* EXCERPTED PASSAGE
★ ★ ★ ★ ★
St. Petersburg City Attorney John C. Wolfe knew his decision would disappoint Darryl Rouson. For years, Rouson had sought a piece of St. Petersburg's lucrative bond counsel work. Only last year, the St. Petersburg lawyer had gone so far as to partner with Nabors Giblin & Nickerson PA, an experienced bond counsel firm.

Although he admired Rouson's tenacity, Wolfe awarded the contract on a low bid to the city's long-time bond counsel, Bryant Miller & Olive PA. In an act of civil disobedience, Rouson chained himself to a chair in Wolfe's office. Within 10 minutes, however, Wolfe had peacefully diffused the symbolic protest.

"He was trying to make a point that he was very serious about," Wolfe recalls. "I just kept talking to him, and we talked about it. I told him I couldn't change my mind because the costs in the original proposal were higher for his firm. It wasn't a question whether their firm was capable of doing (the work), because it was a joint venture with another recognized bond firm. It was a question of cost."

Those who know Wolfe say they wouldn't expect anything less from Wolfe, even in the heat of the adversarial exchange. So it's no surprise why a committee of peers picked Wolfe as recipient of the 2005 Professional Award, an honor co-sponsored by the St. Petersburg Bar Association and Gulf Coast Business Review. He received the award at the group's May 13 Law Day luncheon.

By winning the award, Wolfe joins a prestigious group of past winners. Jack Helinger won the award in 2001, Louie Adcock Jr., 2002, Pamela A.M. Campbell, 2003, and Oscar Blasingame, 2004.

While no surprise to others, it was a surprise to Wolfe. "That's an understatement," he adds.

The selection committee enlisted the aid of Assistant City Attorney Jeannine Williams to award him the honor in a surreptitious fashion.

"I tried to make it as suspenseful as possible," Williams says. "I started out that (the award winner) is a graduate of the Stetson College of Law, which encompassed most of the people in the audience. Then I pointed out he's an adjunct professor at the college, which is about half the people in the audience."

Later Wolfe would tell her he realized the secret when she explained the 2005 winner also was an engineer. A graduate of Carnegie Mellon University, Wolfe earned a master's degree in engineering from the University of Pittsburgh. He then worked four years as a nuclear engineer in Pennsylvania.

The profession bored him, however, and he decided on a career in law. The allure of warmer weather brought him to the Tampa Bay area.

"What brought me down here was a snowstorm in Pittsburgh, which took me four hours to get home on a usual 20-minute drive," he says.

Following graduation in 1973 from Stetson, Wolfe worked for about two years as an assistant Pinellas County public defender. Former St. Petersburg City Attorney Mike Davis then hired him in 1975 as an assistant attorney. In 1982, he became chief assistant attorney. Wolfe succeeded Davis when he retired in 2000.
★ ★ ★ ★ ★
Return everything from "Following graduation in" down to "retired in 2000." in the Wolfe profile, copied word for word. The items have no connection to the Wolfe profile.
★ ★ ★ ★ ★
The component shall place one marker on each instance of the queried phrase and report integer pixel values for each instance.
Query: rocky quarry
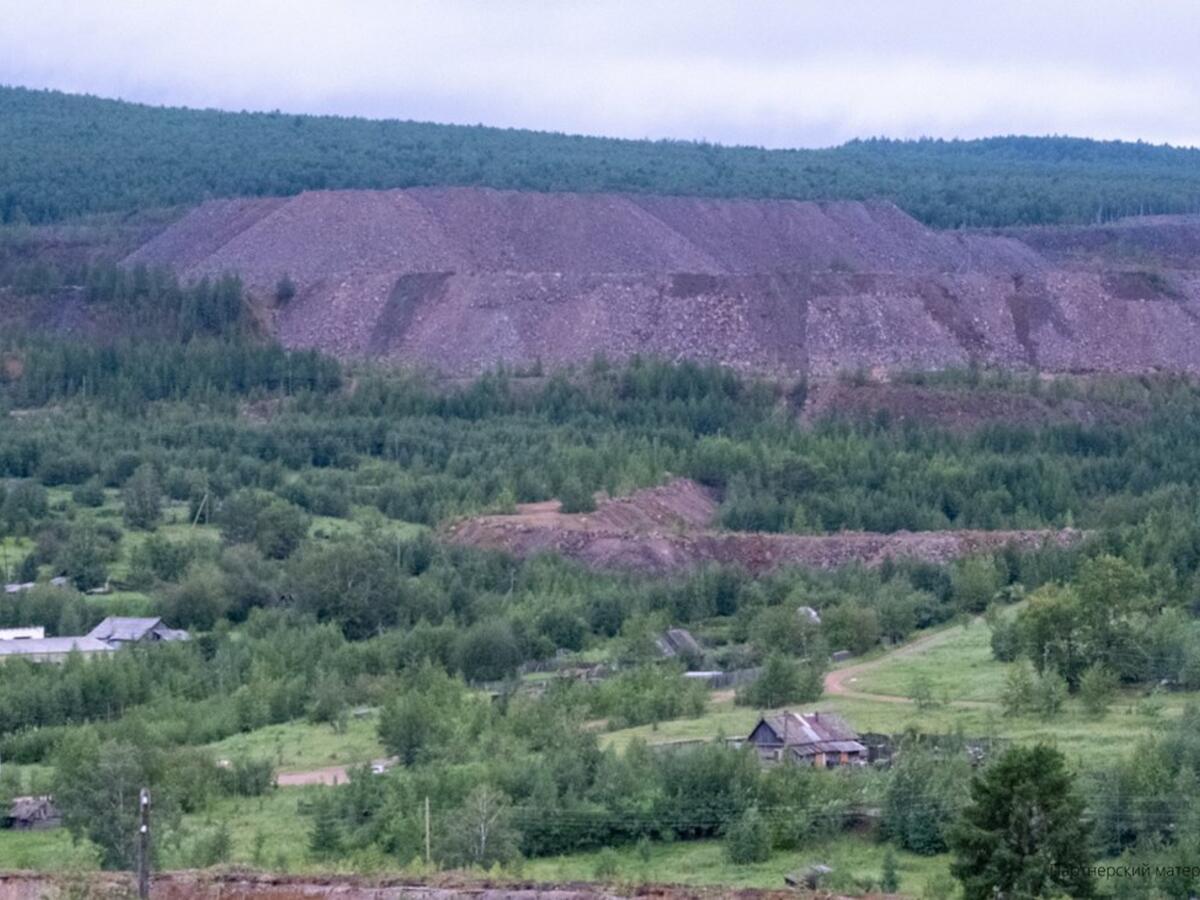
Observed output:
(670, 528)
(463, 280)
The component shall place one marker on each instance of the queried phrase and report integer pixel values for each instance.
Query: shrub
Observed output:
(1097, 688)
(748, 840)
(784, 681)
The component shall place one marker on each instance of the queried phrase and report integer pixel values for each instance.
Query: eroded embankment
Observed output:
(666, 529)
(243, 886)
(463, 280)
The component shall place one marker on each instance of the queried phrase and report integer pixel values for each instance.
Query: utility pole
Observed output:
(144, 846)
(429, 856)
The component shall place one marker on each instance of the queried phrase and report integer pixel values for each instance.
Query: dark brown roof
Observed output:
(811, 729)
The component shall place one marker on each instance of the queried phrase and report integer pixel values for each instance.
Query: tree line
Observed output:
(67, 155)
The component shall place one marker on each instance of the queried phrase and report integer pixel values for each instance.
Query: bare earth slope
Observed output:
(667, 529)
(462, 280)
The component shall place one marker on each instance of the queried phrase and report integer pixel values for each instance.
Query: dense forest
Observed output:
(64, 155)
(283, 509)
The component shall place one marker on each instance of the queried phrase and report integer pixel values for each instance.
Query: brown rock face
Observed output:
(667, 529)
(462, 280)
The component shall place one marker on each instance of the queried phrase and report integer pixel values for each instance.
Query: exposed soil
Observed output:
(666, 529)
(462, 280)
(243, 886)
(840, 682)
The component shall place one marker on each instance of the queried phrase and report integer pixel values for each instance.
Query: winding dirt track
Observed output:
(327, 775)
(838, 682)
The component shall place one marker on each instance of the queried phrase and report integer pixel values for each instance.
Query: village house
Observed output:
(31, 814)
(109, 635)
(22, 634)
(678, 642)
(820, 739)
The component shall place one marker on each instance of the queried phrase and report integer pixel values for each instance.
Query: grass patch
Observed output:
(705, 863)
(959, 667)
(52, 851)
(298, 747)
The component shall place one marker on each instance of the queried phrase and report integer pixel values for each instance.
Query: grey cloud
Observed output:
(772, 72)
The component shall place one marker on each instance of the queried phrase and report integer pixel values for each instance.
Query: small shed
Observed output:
★ ★ ★ ★ ★
* OUTPUT FOR THIS TASK
Following graduation in 1973 from Stetson, Wolfe worked for about two years as an assistant Pinellas County public defender. Former St. Petersburg City Attorney Mike Davis then hired him in 1975 as an assistant attorney. In 1982, he became chief assistant attorney. Wolfe succeeded Davis when he retired in 2000.